WHAT YOU ARE ASKED TO DO: Where the line with "Target: shallow wooden bowl" appears below, start writing out lines exactly, and finish with the line with "Form: x=153 y=155", which is included; write out nothing else.

▼

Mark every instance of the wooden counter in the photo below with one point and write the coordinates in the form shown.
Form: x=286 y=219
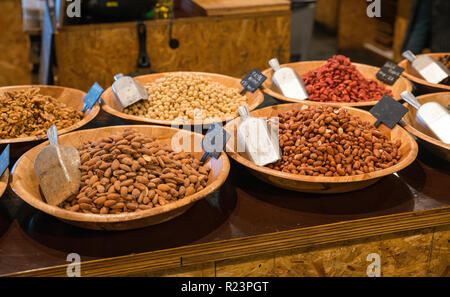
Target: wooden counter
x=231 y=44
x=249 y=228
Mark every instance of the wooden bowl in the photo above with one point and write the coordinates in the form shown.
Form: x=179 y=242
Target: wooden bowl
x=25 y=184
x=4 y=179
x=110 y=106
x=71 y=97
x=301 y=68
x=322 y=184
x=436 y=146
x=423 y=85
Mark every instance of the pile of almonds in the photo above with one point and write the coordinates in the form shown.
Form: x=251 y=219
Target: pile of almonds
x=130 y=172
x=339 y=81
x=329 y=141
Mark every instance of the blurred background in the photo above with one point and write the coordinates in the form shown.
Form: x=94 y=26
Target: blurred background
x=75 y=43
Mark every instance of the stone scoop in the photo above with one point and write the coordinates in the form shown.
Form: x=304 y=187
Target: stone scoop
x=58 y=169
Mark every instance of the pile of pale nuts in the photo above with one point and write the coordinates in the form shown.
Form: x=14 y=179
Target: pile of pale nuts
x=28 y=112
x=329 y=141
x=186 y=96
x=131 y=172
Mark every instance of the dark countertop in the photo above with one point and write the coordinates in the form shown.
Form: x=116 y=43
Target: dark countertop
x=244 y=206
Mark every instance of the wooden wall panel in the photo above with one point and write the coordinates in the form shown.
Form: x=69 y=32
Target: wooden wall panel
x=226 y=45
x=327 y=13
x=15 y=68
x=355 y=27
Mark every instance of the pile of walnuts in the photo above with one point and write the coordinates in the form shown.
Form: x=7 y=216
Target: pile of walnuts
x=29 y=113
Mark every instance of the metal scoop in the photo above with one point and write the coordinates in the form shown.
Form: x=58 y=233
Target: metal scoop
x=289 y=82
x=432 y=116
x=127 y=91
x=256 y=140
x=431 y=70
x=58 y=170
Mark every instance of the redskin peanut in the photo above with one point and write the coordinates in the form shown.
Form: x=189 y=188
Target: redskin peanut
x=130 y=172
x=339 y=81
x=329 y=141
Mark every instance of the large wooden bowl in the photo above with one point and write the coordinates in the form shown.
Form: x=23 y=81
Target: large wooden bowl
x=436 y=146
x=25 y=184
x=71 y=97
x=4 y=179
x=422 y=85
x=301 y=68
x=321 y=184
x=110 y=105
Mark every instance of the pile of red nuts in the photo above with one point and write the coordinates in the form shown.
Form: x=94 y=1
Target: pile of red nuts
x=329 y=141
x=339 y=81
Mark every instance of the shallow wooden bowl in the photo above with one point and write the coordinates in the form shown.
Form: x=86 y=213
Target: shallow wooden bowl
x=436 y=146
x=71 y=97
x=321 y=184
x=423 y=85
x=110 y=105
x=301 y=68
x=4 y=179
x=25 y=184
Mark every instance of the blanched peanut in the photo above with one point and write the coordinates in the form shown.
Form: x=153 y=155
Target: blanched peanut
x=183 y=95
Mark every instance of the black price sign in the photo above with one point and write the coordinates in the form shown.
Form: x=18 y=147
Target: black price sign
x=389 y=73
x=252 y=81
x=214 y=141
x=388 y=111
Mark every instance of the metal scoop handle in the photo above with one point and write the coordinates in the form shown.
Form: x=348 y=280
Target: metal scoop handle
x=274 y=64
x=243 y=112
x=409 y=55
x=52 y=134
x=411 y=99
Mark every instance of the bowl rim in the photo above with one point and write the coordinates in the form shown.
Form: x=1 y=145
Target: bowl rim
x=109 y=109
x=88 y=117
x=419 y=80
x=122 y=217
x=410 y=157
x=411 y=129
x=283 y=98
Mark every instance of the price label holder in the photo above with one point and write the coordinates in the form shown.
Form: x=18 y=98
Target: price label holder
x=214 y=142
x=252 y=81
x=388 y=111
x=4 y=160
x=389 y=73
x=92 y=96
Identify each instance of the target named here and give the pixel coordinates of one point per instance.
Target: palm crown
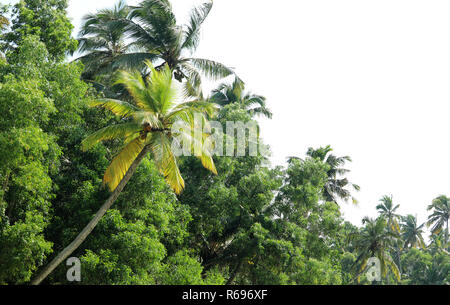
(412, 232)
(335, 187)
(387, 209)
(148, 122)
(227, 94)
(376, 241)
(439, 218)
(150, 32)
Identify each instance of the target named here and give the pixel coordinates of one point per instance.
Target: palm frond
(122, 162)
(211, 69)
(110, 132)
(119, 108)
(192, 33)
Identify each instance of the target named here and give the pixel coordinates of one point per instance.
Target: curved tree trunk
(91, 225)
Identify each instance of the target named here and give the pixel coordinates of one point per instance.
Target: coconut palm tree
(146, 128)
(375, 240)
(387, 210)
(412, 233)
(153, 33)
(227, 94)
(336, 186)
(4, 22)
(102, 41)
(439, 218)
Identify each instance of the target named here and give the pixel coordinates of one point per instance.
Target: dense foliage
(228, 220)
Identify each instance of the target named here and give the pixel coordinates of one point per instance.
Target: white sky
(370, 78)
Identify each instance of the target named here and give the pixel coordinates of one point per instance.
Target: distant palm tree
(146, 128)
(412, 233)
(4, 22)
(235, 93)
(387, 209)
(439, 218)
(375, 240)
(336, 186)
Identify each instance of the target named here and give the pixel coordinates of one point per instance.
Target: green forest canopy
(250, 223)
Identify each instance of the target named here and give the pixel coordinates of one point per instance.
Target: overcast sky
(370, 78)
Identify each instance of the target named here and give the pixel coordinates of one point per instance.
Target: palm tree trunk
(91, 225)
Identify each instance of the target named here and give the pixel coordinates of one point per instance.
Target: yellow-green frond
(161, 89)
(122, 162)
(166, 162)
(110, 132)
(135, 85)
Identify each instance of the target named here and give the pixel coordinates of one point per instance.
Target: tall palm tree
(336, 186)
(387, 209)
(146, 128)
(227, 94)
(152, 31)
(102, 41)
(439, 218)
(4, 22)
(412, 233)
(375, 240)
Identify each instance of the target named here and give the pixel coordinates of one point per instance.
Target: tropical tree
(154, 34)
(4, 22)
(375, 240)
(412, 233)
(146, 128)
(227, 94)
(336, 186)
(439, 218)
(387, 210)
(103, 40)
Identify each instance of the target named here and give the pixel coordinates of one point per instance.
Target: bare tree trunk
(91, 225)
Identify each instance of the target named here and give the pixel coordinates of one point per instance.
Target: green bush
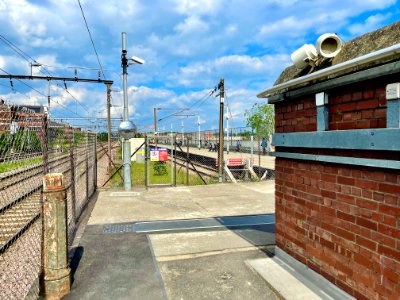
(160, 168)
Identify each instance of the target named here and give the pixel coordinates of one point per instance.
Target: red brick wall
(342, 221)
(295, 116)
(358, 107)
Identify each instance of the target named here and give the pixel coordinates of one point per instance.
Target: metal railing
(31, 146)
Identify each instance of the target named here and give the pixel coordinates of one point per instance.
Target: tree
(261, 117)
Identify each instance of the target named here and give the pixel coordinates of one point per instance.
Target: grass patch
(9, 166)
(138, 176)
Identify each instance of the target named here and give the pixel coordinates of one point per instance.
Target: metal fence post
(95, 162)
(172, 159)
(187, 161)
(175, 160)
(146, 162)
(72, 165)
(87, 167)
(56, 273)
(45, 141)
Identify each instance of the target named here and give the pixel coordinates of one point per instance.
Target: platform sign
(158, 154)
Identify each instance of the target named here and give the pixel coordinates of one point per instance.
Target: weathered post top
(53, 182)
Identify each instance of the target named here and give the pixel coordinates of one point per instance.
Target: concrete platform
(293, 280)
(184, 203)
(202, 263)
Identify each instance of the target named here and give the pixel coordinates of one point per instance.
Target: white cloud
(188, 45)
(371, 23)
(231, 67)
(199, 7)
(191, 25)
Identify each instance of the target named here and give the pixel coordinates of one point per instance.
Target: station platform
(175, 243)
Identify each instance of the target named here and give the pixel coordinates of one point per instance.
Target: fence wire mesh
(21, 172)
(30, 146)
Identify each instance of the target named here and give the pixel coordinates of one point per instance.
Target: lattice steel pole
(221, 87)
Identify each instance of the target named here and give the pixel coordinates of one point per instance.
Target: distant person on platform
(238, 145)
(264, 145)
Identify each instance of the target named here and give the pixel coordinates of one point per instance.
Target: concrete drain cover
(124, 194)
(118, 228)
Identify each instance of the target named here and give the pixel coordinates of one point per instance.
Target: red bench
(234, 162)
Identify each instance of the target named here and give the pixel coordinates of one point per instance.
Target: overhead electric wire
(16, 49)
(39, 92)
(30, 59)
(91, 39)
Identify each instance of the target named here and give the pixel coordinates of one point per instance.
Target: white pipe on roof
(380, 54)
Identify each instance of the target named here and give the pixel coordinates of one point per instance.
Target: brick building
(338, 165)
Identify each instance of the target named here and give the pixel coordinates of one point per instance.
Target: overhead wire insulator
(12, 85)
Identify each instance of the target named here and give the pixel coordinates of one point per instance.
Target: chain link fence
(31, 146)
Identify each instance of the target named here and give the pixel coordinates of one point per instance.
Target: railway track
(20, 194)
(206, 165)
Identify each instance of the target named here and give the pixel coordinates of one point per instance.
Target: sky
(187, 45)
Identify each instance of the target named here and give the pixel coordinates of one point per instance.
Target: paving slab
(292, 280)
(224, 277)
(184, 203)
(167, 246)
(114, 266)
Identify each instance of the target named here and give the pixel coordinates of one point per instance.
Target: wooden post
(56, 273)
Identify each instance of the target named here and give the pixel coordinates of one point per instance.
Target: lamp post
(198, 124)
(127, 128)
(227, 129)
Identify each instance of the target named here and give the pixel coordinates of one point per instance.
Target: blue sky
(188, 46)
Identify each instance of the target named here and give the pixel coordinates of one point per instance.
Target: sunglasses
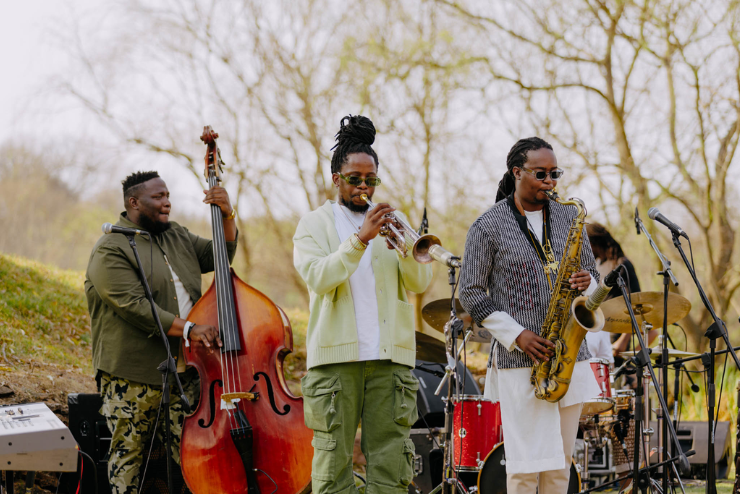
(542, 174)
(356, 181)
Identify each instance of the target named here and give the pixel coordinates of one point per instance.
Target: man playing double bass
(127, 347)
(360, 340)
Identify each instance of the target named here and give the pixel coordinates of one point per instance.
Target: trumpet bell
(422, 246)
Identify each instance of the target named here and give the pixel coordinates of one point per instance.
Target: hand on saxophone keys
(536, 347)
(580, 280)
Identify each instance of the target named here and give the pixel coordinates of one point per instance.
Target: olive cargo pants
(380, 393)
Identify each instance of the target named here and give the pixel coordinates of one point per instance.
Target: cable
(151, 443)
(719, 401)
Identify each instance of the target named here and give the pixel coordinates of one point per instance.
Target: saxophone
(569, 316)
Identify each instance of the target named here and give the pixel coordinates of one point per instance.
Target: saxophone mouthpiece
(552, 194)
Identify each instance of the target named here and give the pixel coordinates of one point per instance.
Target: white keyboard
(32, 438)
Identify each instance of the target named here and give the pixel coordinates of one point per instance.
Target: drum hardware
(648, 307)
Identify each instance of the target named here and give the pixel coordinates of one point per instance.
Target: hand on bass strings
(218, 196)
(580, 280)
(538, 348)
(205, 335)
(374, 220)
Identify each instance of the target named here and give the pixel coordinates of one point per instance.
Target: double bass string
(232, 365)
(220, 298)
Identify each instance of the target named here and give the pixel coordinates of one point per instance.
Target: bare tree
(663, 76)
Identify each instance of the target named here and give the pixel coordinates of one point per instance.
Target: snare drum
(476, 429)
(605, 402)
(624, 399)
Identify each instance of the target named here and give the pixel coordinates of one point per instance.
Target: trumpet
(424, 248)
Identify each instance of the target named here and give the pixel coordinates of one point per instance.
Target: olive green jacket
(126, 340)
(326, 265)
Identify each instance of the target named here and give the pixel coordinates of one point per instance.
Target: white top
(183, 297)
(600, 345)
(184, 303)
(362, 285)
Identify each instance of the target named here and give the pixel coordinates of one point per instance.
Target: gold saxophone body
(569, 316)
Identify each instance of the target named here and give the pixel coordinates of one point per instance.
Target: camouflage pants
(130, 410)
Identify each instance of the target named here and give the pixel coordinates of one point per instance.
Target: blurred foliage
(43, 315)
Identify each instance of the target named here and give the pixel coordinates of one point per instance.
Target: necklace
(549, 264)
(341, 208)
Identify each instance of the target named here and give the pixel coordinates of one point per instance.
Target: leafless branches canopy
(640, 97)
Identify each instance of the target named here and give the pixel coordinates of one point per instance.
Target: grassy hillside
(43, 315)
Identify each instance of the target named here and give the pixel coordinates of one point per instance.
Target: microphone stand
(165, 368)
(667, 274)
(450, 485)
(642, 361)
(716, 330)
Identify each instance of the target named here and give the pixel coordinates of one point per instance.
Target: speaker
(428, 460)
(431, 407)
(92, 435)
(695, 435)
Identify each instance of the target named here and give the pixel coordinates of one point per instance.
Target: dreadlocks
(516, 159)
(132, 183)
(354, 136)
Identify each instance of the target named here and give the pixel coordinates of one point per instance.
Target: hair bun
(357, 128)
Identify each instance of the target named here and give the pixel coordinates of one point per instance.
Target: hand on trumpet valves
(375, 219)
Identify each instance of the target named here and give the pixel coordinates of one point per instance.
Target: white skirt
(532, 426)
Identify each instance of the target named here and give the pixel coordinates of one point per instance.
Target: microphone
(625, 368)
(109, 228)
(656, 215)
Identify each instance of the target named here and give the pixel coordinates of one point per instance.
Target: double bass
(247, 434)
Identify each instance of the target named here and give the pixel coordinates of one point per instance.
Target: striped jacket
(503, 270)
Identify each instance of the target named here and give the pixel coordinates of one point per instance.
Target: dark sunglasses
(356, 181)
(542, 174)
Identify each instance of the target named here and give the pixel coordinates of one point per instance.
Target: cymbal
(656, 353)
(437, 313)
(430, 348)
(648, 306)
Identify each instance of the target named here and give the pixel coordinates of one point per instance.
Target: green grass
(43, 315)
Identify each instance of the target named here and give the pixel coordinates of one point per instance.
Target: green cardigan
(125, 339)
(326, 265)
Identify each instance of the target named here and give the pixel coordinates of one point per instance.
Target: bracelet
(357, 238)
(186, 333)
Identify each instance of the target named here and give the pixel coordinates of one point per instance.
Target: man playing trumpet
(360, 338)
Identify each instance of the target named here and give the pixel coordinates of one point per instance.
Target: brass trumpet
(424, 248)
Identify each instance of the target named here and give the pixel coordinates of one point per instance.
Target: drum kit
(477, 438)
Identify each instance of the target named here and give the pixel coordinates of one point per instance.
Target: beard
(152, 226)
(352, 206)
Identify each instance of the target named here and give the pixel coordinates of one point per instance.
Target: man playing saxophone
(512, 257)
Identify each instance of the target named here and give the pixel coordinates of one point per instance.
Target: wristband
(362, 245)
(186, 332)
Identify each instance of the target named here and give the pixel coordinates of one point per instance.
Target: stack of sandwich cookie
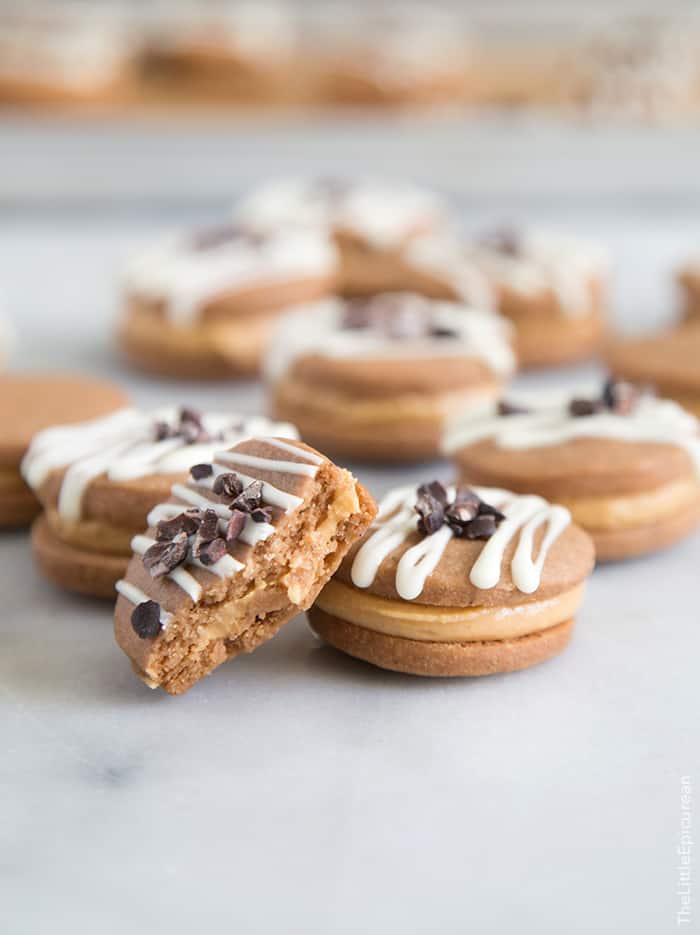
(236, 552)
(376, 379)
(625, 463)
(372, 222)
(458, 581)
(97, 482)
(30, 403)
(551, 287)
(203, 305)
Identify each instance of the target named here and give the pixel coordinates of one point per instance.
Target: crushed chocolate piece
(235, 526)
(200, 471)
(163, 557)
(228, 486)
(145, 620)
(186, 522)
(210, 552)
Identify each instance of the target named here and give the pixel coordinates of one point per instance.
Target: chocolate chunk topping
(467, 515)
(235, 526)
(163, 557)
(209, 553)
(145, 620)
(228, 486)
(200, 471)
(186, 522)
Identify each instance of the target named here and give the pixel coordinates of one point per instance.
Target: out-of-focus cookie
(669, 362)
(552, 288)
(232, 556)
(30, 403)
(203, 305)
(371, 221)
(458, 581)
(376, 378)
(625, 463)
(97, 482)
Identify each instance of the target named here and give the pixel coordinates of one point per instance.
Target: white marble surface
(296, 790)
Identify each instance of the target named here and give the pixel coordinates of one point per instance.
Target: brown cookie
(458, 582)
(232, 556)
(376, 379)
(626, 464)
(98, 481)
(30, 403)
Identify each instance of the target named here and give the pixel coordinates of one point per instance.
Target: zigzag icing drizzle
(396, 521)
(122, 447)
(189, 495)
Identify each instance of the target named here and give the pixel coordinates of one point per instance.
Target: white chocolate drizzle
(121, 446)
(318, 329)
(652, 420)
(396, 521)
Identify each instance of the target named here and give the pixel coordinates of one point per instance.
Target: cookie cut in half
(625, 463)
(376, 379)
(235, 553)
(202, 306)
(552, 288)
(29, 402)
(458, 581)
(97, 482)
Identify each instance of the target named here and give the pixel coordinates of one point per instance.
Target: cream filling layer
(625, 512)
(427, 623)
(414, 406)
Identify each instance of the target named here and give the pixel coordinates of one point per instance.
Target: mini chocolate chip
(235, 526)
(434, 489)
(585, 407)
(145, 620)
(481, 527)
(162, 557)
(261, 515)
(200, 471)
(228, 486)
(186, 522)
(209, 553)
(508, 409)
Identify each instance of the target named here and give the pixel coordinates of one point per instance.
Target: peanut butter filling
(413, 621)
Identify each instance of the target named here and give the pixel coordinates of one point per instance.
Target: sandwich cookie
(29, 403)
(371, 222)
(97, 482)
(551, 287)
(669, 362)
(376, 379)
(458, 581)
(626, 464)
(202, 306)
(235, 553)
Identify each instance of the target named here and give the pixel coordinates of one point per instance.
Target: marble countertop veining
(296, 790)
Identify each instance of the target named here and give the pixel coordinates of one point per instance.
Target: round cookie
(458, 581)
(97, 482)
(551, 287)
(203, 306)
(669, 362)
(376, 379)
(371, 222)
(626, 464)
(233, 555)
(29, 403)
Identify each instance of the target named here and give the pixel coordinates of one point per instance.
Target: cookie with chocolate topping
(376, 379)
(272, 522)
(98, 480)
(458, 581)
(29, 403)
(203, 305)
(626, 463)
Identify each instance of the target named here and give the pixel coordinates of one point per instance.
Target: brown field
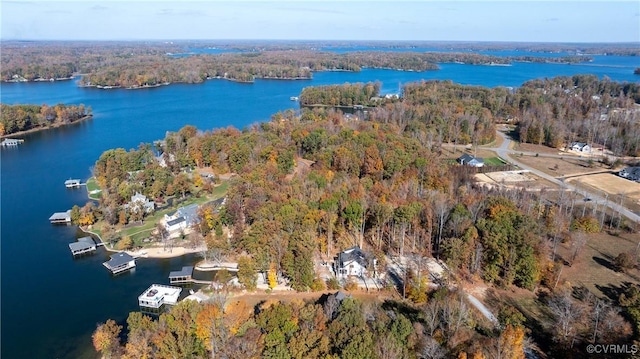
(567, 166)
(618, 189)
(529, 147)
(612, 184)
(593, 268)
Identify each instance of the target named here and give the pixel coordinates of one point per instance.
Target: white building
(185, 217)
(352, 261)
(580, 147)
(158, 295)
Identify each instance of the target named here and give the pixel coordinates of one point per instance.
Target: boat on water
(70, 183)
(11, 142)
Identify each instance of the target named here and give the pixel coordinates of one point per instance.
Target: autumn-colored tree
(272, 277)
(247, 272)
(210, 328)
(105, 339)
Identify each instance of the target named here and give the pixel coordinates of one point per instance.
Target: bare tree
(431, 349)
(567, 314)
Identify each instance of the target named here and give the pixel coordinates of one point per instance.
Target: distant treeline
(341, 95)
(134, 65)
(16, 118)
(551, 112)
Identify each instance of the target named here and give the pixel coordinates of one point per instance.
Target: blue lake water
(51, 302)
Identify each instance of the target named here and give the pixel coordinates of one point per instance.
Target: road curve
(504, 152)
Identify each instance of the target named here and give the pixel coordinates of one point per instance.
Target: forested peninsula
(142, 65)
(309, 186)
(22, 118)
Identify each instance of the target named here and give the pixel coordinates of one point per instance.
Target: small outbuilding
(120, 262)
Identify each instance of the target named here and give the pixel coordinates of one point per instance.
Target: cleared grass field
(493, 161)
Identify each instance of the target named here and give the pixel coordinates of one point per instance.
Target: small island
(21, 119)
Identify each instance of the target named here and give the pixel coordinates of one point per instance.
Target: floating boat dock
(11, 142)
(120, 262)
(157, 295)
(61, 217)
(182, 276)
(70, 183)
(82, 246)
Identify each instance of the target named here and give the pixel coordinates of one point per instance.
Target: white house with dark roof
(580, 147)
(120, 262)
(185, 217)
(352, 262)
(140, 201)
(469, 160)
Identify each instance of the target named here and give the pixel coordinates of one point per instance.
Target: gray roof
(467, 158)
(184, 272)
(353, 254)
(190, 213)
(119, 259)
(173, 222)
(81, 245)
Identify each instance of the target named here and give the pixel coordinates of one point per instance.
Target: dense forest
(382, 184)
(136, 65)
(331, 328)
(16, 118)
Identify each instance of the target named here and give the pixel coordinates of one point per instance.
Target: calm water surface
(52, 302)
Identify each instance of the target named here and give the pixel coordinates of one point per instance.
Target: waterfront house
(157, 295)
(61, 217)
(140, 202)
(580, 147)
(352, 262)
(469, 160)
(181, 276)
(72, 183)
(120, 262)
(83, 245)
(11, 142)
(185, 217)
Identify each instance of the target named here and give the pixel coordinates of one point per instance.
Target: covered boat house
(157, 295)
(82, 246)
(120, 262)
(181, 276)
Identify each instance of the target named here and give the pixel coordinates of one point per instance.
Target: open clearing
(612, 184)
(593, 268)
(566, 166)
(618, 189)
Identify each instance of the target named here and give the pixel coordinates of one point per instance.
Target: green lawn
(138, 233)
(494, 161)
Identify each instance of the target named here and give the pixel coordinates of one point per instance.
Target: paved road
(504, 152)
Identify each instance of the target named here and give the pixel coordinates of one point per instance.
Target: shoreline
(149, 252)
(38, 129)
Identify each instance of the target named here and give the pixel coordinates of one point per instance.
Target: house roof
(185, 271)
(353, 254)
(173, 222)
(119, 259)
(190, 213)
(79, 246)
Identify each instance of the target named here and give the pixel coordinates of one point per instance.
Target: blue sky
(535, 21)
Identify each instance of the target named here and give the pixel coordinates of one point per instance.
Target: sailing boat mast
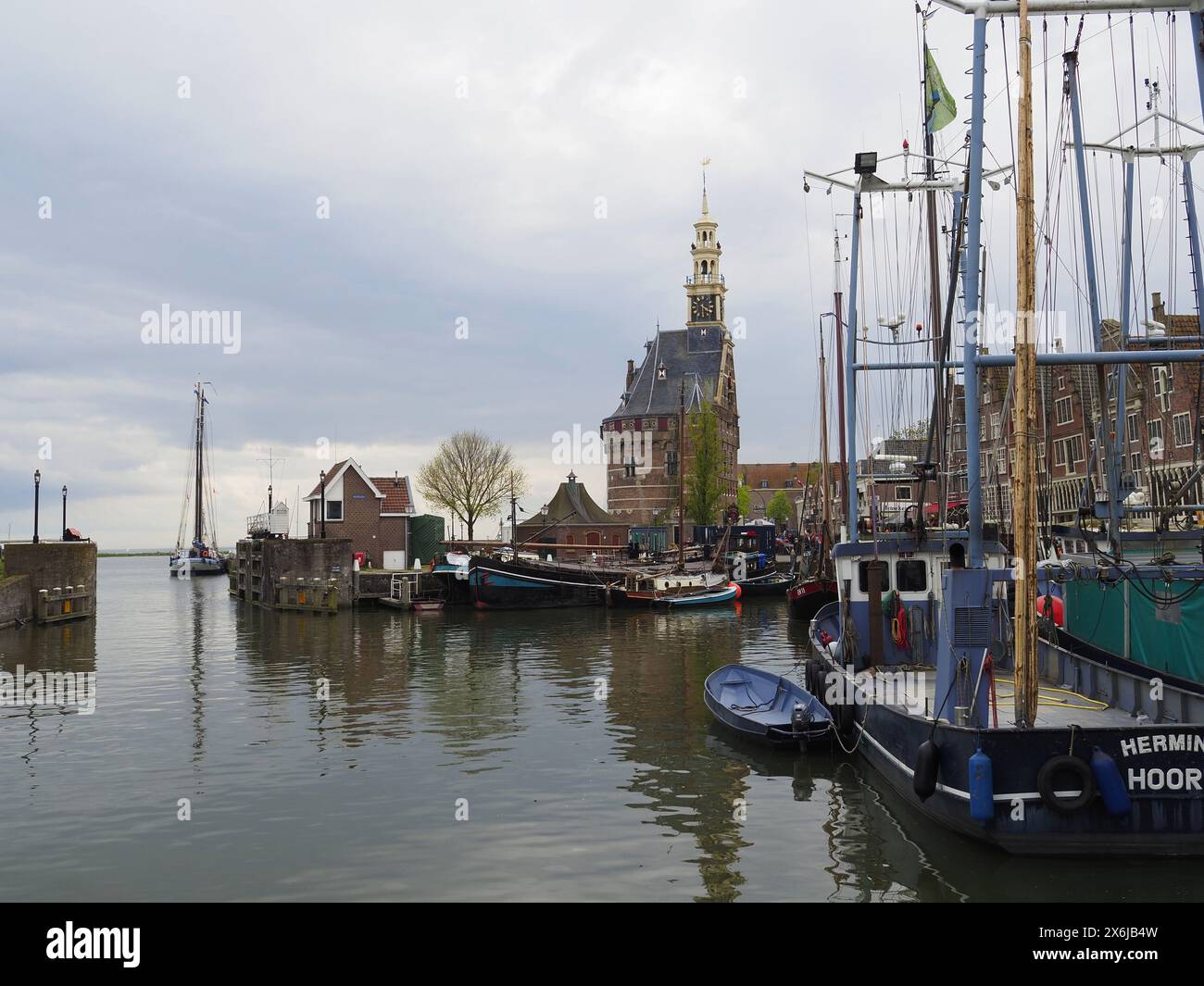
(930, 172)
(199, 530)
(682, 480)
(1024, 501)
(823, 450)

▲

FINAL ANSWER:
Target: shallow wooden bowl
x=436 y=146
x=71 y=97
x=321 y=184
x=423 y=85
x=110 y=105
x=301 y=68
x=4 y=179
x=25 y=184
Mark every instance of the blanched peanut in the photo above with one point and write the coordinates in the form shown.
Form: x=153 y=155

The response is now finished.